Take each line of the data that contains the string "trailer" and copy it.
=== EXERCISE DATA ===
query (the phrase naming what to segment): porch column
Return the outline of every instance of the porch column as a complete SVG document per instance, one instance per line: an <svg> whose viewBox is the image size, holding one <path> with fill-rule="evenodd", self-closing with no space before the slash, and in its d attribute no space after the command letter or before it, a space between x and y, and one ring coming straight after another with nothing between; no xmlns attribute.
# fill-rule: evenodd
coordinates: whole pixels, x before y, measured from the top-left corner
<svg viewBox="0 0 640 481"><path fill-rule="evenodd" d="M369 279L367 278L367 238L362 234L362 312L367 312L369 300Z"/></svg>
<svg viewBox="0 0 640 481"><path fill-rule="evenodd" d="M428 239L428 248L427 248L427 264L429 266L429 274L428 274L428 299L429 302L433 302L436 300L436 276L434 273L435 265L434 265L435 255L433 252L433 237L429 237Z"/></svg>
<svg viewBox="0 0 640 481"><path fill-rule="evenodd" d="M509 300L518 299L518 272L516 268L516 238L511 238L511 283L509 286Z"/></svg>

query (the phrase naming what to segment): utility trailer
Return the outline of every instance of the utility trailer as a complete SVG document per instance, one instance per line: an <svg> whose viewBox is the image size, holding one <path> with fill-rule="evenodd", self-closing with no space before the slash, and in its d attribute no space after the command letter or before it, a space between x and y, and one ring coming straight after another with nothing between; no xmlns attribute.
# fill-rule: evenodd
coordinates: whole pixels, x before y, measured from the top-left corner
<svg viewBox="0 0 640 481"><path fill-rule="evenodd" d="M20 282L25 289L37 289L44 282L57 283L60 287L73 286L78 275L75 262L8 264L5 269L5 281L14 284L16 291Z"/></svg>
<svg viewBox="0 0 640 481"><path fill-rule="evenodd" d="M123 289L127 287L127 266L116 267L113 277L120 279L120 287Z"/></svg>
===
EXERCISE SOLUTION:
query (the phrase naming what to segment): utility trailer
Return the outline of every instance of the utility trailer as a complete SVG document per instance, one instance per line: an <svg> whose viewBox is the image size, holding one <path> with fill-rule="evenodd", self-closing with no space before the slash, and in its d attribute no space after the command letter or before it, a space between x and y, and one ring coming straight after another with nothing between; no xmlns attribute.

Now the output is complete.